--- DOCUMENT TEXT Enclosed Below ---
I’d been wanting to see the movie Off and Running for the year or so since I’d heard of it. As the documentary telling the story of a headstrong black teen athlete adopted by white Jewish lesbians, it sounded right up my alley. Apparently the publicists for the film thought so too, since they found my blog and asked if Lee and I would like to see the movie. It opened in New York City this Friday and will air later this year on PBS. Last Thursday, Lee and I watched the dvd version the publicist sent us.
Avery Klein-Cloud, the teen whose story forms the core of the documentary, is trying to figure out her identity and her place in the world. Raised in a largely white Jewish environment and elementary school, Avery is now in a majority-black public school where she has to navigate the complicated identities she has as an extremely talented runner trying to fulfill her own potential and as a transracially adopted young black woman who is the daughter of lesbians (and a Jew, as made clear in a scene where one of her teammates sends our a fervent prayer in the name of Jesus while Avery prepares for a running meet). Partly to understand where she comes from (and thus, it seems clear, to feel a sense of more genuine belonging among her black friends) she tries to make contact with her birthmother in Texas. When that doesn’t give her the results her want and her older brother (also adopted, but more comfortable in his identity as a person of color) goes off to college, she ends up both creating and trying to avoid tension in her mothers’ home until she gets to the point where she decides to take off, leave school and leave home to see if that will help her put her troubles behind her.
I’m glad we saw this movie after the most recent time Rowan stayed with us, because I think it changed my sympathies a bit. I understand many of the reasons why Rowan ran away when he was here, but even that understanding didn’t make it much easier to sit at home and wait for him to return, hoping he was safe. I know he was trying to navigate his own white racial and cultural identity in relation to parts of his background story, trying to integrate his Christian beliefs with the ways Christianity has been used against him. I saw a bit of him in Avery while I watched the movie, but mostly I saw myself in Avery’s mothers. They tried to be supportive of her need to find her birth family even as they were scared she’d end up hurt by what they found. They tried to keep their faith in her even when they saw her hurting herself by skipping school or hurting them, skipping a meaningful ceremony. Again and again, they showed their love, their growing understanding that if she wanted her hair braided as a teen she’d have to do it at a salon rather by her mother as she had as a child. And then they waited and waited while she stayed away from their home, while they didn’t know where she was or what she might be doing. Although I only know a little of that feeling from the time we spent with Rowan (or should I say without him??) I immediately opened to it and identified with them.
--- End of Enclosed DOCUMENT TEXT ---
--- INFORMATION Enclosed Below ---
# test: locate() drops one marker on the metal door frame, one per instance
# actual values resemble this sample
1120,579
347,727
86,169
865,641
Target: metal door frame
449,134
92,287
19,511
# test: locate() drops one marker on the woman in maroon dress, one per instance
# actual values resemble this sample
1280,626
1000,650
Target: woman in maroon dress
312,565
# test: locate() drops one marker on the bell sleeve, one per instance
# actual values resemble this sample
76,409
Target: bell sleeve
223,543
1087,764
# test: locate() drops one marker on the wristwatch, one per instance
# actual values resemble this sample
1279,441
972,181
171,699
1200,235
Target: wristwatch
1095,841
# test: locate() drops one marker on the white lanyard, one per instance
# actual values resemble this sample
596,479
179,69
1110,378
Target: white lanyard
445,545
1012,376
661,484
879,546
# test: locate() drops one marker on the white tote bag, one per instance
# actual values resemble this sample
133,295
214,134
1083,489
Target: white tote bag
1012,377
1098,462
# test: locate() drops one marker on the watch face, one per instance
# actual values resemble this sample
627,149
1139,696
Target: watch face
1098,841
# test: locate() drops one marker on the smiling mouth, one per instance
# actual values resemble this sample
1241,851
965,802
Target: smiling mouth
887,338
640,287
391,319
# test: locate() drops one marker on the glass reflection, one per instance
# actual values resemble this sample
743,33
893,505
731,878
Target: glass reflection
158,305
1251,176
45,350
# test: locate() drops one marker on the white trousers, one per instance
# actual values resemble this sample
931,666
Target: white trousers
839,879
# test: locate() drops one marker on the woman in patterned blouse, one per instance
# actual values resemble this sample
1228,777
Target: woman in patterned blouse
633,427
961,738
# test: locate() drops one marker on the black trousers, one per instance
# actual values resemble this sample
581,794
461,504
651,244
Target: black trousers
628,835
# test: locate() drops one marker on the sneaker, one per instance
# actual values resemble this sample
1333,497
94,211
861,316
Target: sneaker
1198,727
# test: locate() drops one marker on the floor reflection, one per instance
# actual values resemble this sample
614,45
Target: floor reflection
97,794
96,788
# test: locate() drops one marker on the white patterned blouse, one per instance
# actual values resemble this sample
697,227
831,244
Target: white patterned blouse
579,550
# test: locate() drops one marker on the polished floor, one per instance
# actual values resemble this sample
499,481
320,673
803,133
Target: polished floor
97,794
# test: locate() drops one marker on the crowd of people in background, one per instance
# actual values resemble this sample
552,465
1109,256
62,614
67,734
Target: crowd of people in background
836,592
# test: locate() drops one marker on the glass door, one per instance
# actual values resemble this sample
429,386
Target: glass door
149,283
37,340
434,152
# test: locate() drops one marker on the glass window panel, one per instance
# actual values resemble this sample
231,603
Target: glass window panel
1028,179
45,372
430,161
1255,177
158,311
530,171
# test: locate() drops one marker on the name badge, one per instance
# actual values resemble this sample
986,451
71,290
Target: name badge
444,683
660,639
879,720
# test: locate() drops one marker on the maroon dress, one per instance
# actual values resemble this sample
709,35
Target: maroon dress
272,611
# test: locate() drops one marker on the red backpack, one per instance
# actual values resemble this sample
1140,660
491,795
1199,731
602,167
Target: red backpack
--- End of Enclosed INFORMATION ---
* **WORK TASK A**
Repeat the stretch of the review from "I’d been wanting" through "publicist sent us.", word for word.
* **WORK TASK B**
List the identities that the review says Avery must navigate at her majority-black public school.
The entries aren't needed for this work.

* **WRITTEN RESPONSE A**
I’d been wanting to see the movie Off and Running for the year or so since I’d heard of it. As the documentary telling the story of a headstrong black teen athlete adopted by white Jewish lesbians, it sounded right up my alley. Apparently the publicists for the film thought so too, since they found my blog and asked if Lee and I would like to see the movie. It opened in New York City this Friday and will air later this year on PBS. Last Thursday, Lee and I watched the dvd version the publicist sent us.

* **WRITTEN RESPONSE B**
- An extremely talented runner trying to fulfill her own potential
- A transracially adopted young black woman
- The daughter of lesbians
- A Jew